> **Given instruction**
Copy every entry precisely.

> **Dataset records**
— start —
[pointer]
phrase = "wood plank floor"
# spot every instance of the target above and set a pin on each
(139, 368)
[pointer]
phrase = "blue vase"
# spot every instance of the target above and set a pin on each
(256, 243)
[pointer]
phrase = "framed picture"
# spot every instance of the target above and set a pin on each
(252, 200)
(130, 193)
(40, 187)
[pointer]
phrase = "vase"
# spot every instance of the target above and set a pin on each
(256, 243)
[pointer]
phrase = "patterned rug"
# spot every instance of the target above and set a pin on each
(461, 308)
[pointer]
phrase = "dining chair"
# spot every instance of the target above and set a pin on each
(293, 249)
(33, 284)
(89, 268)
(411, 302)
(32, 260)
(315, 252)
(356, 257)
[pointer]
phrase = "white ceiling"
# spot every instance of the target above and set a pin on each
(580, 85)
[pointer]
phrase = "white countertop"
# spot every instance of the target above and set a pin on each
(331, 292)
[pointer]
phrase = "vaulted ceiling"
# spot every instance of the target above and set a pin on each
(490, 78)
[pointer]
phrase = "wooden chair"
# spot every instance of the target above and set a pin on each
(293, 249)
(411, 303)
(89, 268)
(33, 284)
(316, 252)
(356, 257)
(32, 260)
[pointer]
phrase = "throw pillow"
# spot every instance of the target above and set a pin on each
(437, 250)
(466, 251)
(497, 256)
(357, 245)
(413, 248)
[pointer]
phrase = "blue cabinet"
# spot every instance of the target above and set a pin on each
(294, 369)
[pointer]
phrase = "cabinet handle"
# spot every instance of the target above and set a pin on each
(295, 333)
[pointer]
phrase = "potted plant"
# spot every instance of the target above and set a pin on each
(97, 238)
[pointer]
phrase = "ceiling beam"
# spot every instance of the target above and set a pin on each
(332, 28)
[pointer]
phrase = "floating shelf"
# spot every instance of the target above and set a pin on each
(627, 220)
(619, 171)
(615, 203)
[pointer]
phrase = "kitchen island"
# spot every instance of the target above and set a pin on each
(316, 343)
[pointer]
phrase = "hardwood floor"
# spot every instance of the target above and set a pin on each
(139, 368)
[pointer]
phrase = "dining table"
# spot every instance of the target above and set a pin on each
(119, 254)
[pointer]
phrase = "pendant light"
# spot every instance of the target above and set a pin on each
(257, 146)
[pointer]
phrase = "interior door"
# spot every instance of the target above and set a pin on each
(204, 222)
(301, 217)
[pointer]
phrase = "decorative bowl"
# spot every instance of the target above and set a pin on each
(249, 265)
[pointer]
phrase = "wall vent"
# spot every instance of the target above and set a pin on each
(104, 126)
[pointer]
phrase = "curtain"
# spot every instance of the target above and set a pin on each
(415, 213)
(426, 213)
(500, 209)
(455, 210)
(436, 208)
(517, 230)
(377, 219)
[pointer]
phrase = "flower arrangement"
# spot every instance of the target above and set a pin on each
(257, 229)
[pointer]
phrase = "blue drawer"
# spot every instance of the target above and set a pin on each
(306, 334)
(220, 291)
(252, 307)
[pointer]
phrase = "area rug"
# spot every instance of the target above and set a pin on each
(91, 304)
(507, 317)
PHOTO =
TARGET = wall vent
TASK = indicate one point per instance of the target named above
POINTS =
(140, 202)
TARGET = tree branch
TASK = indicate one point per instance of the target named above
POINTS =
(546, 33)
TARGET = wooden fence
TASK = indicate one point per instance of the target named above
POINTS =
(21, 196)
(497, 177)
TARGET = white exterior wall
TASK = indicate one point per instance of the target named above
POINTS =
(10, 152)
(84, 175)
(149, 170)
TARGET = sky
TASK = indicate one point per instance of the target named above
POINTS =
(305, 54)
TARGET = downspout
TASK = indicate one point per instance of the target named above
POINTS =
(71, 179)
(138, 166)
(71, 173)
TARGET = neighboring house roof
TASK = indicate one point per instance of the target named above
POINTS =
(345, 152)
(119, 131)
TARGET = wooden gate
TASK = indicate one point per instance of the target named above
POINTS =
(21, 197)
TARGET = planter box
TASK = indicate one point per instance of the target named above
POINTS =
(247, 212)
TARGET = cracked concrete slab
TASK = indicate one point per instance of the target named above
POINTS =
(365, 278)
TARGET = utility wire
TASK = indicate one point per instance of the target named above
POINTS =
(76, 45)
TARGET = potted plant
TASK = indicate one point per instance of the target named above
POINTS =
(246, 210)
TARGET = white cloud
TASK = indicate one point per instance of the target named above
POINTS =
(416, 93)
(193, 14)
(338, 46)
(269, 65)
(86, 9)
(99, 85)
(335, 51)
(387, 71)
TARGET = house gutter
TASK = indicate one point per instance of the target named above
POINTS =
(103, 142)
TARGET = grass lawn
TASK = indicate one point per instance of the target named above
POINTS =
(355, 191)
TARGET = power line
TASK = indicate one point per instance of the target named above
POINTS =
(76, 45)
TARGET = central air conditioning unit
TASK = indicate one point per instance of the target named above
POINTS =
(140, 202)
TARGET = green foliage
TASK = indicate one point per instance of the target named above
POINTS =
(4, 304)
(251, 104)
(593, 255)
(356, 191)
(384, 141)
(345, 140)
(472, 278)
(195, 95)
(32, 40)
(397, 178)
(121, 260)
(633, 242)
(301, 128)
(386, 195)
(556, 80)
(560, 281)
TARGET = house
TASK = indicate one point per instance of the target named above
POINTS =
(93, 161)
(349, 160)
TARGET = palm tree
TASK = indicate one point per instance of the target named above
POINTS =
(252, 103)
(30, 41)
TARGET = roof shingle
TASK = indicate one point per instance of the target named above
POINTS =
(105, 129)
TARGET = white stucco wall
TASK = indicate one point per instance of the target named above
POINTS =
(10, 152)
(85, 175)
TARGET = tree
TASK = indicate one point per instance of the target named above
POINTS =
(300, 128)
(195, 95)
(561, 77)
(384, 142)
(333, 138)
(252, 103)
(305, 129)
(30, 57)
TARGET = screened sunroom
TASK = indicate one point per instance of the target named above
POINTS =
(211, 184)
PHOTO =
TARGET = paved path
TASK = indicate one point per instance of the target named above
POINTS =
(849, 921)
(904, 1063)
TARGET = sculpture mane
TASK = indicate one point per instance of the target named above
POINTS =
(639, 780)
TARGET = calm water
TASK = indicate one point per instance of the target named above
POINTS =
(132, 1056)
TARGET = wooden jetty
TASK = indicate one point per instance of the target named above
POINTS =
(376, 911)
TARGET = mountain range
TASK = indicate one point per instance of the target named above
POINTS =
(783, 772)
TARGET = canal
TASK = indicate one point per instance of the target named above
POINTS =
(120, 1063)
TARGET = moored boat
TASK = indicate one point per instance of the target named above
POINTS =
— end —
> **Answer**
[pointer]
phrase = "wood plank floor"
# spot every instance of the target above and set a pin on each
(139, 368)
[pointer]
phrase = "blue vase"
# spot every instance of the target above and set a pin on each
(256, 243)
[pointer]
phrase = "framed picture"
# spot every instance of the target above and set a pin on each
(252, 200)
(130, 193)
(40, 187)
[pointer]
phrase = "vase"
# spot every instance of the target above and set a pin on each
(256, 243)
[pointer]
phrase = "patterned rug"
# spot every instance of the target above and set a pin on each
(461, 308)
[pointer]
phrase = "dining chair"
# spot every instance of the target above and set a pin on each
(293, 249)
(33, 284)
(89, 268)
(411, 302)
(32, 260)
(315, 252)
(356, 257)
[pointer]
phrase = "white ceiling"
# spot every instance of the target above and set a pin on each
(580, 85)
[pointer]
phrase = "white countertop"
# spot every instance of the target above and set a pin on each
(331, 292)
[pointer]
phrase = "vaulted ceiling"
# spot every instance of the target above and set a pin on each
(490, 78)
[pointer]
phrase = "wooden chair"
# spot every instance of the target above and set a pin on each
(293, 249)
(411, 303)
(89, 268)
(33, 284)
(316, 252)
(356, 257)
(32, 260)
[pointer]
phrase = "throw pillow"
# spot every instance of the target above and set a pin on each
(437, 250)
(466, 251)
(497, 256)
(357, 245)
(413, 248)
[pointer]
phrase = "blue cabinet"
# spot every instance of the target above and set a pin on each
(294, 369)
[pointer]
phrase = "cabinet handle"
# spot every instance of the target above and set a pin on each
(295, 333)
[pointer]
phrase = "potted plant"
# spot every instance of the target above and set a pin on each
(97, 238)
[pointer]
phrase = "ceiling beam"
# spot every instance of the target above and set a pin on each
(332, 28)
[pointer]
phrase = "floating shelf"
# spot every instance of the target above and set a pin on each
(627, 220)
(619, 171)
(615, 203)
[pointer]
phrase = "kitchen island"
# spot every instance of the target above and set a pin on each
(316, 343)
[pointer]
phrase = "hardwood floor"
# spot every instance of the target above and set a pin on each
(139, 368)
[pointer]
phrase = "dining table"
# spot every instance of the target above and set a pin on each
(119, 254)
[pointer]
phrase = "pendant light"
# spot every instance of the target above and set a pin on each
(257, 146)
[pointer]
phrase = "interior door"
# spot every instance of the target above and set a pin on each
(204, 222)
(301, 217)
[pointer]
phrase = "decorative bowl"
# spot every instance of the target above and set a pin on each
(249, 265)
[pointer]
phrase = "wall vent"
# spot every instance of the target above and set a pin on each
(104, 126)
[pointer]
phrase = "curtain"
# spot every instance of the target above and set a pin on each
(415, 213)
(426, 213)
(500, 209)
(455, 210)
(436, 208)
(517, 230)
(377, 219)
[pointer]
phrase = "flower arrangement"
# spot every instance of the target above and set a pin on each
(257, 229)
[pointer]
phrase = "blue drawer"
# spot every instance of the target above and set a pin on each
(306, 334)
(220, 291)
(252, 307)
[pointer]
phrase = "area rug"
# spot every instance of the target above and set a pin on each
(91, 304)
(507, 317)
PHOTO =
TARGET = wall vent
TASK = indicate one point per instance of the target named above
POINTS =
(140, 202)
TARGET = tree branch
TASK = indicate one point per instance of the target named above
POINTS =
(546, 33)
TARGET = wooden fence
TASK = indicate one point per instance of the target named above
POINTS =
(21, 196)
(497, 177)
TARGET = white exterior wall
TASK = indicate one point per instance of the target named above
POINTS =
(10, 152)
(84, 175)
(149, 170)
TARGET = sky
TASK = indicate one point per instance of the target named above
POINTS =
(305, 54)
TARGET = downspout
TASK = indicate one point per instance of the target named above
POINTS =
(71, 179)
(138, 166)
(71, 173)
TARGET = neighboring house roof
TASK = indicate one point per instance of the target named above
POINTS =
(345, 152)
(119, 131)
TARGET = wooden gate
TASK = indicate one point per instance of the target named above
POINTS =
(21, 197)
TARGET = planter box
TASK = indicate one point per instance of the target named above
POINTS =
(247, 212)
TARGET = cracked concrete slab
TASK = indicate one point per instance of the target named above
POINTS =
(365, 278)
TARGET = utility wire
TASK = indicate one point per instance of the target named above
POINTS =
(76, 45)
TARGET = potted plant
TASK = indicate one point per instance of the target named above
POINTS =
(246, 210)
TARGET = white cloud
TASK = indicate one point per instance of the target named above
POINTS =
(416, 93)
(193, 14)
(338, 46)
(269, 65)
(86, 9)
(99, 85)
(335, 51)
(387, 71)
TARGET = house gutter
TASK = indicate one point per instance of the target named above
POINTS =
(103, 142)
TARGET = grass lawn
TASK = indicate one point per instance of the target named above
POINTS =
(355, 191)
TARGET = power line
TASK = indicate one point per instance of the target named above
POINTS =
(76, 45)
TARGET = central air conditioning unit
TASK = indicate one point per instance of the target named above
POINTS =
(140, 202)
TARGET = green foliage
TASK = indicate one point per instance of the target named above
POINTS =
(4, 304)
(251, 104)
(593, 255)
(356, 191)
(384, 141)
(345, 140)
(472, 278)
(195, 95)
(32, 40)
(397, 178)
(121, 260)
(633, 242)
(301, 128)
(386, 195)
(556, 80)
(560, 281)
TARGET = house
TASK = indicate one point per instance of the target named above
POINTS =
(93, 161)
(349, 160)
TARGET = palm tree
TASK = indicate one point per instance of the target named above
POINTS =
(252, 103)
(30, 41)
TARGET = roof shingle
TASK = indicate one point per instance of the target named above
POINTS =
(105, 129)
TARGET = white stucco wall
TASK = indicate one point per instance of the target named above
POINTS =
(10, 152)
(85, 175)
TARGET = tree
TASK = indicate one point per instance of the target named above
POINTS =
(300, 128)
(195, 95)
(561, 77)
(384, 142)
(333, 138)
(252, 103)
(305, 129)
(30, 57)
TARGET = screened sunroom
TASK = indicate one point per instance of the target named above
POINTS =
(211, 184)
PHOTO =
TARGET = paved path
TASK = indicate one point per instance of the target named above
POINTS =
(849, 921)
(904, 1063)
TARGET = sculpture mane
TASK = indicate one point per instance of the target named above
POINTS =
(639, 780)
TARGET = calm water
TASK = indicate one point per instance of the target named above
POINTS =
(132, 1056)
TARGET = wooden jetty
TASK = indicate one point per instance of the target named above
POINTS =
(376, 911)
TARGET = mountain range
TASK = indicate one point per instance of the target named above
POINTS =
(783, 772)
TARGET = canal
TASK = indicate one point per instance of the target named above
POINTS =
(120, 1063)
TARGET = moored boat
TASK = indicate one point per instance of the target named above
POINTS =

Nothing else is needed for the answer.